■ **WHAT IS NEEDED**
Find the line with "Where can the dark water" in the records below. Copy it and every line after it, up to and including the line with "Where can the wooden plank".

■ **DATA SECTION**
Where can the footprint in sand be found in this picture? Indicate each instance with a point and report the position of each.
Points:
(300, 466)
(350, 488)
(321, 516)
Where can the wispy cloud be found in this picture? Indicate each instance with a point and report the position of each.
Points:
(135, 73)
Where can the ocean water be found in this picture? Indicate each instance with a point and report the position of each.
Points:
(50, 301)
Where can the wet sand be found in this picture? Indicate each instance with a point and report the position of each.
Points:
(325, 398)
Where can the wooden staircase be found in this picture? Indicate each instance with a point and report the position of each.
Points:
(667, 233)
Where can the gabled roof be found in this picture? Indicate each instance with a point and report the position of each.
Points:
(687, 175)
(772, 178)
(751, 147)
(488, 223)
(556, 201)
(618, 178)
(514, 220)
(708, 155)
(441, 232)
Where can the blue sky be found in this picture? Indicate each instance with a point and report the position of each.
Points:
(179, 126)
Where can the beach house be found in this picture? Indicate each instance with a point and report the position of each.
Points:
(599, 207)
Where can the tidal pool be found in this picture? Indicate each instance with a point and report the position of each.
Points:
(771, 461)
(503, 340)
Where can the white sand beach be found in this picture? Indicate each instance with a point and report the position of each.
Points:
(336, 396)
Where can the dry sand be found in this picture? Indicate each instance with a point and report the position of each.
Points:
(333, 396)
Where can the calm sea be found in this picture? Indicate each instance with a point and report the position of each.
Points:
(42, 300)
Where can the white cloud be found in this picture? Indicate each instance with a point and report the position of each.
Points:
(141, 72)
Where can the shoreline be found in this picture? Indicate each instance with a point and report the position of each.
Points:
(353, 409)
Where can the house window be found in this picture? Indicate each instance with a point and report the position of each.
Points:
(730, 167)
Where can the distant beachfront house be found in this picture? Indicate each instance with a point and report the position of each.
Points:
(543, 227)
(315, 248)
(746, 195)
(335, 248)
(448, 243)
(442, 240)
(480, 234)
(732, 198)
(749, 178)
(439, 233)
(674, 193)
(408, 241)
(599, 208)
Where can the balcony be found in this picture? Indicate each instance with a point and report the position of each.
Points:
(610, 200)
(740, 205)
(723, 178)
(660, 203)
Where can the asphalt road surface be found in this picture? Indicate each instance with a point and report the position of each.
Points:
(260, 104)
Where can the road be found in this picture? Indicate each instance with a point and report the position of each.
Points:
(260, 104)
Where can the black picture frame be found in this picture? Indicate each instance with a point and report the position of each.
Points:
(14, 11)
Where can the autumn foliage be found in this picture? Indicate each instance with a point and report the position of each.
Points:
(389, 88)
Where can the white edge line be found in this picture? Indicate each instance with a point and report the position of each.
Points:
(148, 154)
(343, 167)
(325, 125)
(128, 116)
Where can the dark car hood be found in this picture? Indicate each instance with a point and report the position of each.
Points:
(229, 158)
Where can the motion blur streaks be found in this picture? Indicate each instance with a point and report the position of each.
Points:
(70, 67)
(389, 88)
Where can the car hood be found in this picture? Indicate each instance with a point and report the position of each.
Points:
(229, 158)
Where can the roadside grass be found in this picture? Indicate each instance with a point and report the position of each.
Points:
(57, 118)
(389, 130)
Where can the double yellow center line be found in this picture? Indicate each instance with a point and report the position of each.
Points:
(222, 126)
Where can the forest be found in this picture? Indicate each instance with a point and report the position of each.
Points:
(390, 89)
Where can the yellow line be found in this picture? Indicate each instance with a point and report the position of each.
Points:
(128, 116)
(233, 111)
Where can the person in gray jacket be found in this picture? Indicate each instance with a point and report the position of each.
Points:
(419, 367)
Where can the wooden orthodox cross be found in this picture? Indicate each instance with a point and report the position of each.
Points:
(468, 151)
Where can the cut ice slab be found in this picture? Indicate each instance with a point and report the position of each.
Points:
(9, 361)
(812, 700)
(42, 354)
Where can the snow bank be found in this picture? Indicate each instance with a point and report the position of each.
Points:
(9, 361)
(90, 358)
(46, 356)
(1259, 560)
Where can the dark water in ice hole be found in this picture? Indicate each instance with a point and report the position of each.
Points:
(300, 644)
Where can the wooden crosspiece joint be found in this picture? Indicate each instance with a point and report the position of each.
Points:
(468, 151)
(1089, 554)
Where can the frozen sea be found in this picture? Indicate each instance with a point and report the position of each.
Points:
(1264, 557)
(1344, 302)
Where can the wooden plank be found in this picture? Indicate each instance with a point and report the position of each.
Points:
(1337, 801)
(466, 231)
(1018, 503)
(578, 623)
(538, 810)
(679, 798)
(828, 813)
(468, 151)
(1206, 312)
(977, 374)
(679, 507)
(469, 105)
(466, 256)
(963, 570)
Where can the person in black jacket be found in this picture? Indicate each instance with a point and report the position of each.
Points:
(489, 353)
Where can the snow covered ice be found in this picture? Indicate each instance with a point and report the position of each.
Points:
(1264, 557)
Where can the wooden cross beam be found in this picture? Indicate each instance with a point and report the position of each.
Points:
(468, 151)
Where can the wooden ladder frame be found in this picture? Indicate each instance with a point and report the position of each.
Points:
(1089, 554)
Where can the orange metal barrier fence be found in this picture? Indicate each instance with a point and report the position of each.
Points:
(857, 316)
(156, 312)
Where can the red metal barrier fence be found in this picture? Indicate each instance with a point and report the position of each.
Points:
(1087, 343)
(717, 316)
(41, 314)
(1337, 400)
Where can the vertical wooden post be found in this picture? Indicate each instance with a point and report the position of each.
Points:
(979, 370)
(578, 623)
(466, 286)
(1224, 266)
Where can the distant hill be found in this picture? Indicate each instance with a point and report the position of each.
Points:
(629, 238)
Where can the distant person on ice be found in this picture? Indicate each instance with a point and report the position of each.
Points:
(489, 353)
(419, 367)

■ **TASK ANSWER**
Where can the dark water in ice hole be found in this picture? Indicate each instance with a point and report the position of each.
Points:
(300, 644)
Where can the wooden crosspiece joint be found in this picture? Indicate each instance with a point and report the position of each.
Points:
(468, 151)
(1089, 554)
Where can the frozen sea be found in this picture? Indicate each instance with a point and report the position of each.
Points:
(1264, 557)
(1344, 302)
Where can the wooden plank be found in this picture? Indicate each instance with a point and report the position of each.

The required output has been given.